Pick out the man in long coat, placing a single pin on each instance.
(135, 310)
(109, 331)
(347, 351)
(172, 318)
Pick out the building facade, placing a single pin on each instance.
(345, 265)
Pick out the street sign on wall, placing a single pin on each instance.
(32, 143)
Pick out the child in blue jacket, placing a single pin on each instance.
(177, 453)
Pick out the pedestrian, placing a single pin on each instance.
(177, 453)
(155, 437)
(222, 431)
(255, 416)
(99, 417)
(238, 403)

+++

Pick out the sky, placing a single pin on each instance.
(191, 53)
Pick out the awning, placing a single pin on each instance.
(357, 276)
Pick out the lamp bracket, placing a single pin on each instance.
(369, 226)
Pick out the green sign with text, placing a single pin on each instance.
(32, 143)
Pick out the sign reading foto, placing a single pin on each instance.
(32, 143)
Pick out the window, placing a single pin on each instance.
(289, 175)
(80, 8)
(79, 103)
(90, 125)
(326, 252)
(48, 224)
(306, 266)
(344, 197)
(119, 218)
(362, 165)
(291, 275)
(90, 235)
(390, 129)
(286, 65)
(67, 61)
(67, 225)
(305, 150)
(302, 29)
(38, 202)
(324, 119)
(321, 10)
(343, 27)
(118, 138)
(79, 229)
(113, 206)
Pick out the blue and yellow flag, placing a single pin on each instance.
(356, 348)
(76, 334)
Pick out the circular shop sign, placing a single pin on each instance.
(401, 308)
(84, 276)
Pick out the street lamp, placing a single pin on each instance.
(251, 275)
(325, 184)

+++

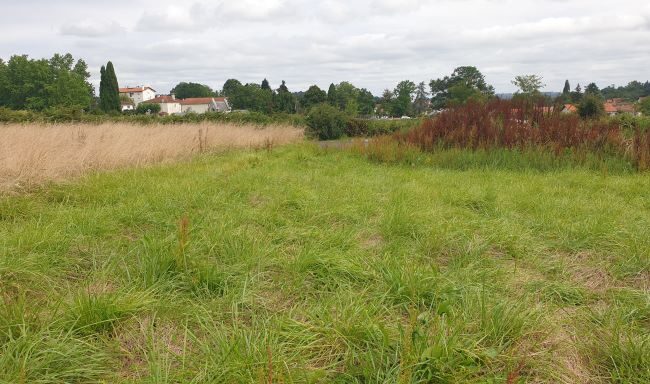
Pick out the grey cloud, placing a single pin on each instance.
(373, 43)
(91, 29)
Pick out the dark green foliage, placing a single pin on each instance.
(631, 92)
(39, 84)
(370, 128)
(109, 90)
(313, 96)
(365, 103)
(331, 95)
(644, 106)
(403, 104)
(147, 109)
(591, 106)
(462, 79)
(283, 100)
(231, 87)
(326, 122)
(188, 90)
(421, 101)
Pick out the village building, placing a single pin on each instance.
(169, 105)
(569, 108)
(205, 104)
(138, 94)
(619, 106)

+++

REQUIRED TASK → Return each line in the records above that contains the word "street", treating uppercase and lowercase letters as distinct.

EXERCISE OUTPUT →
Pick out the street sign on wall, placing a single pin on each instance.
Pick out the street lamp, placing a single pin on each instance.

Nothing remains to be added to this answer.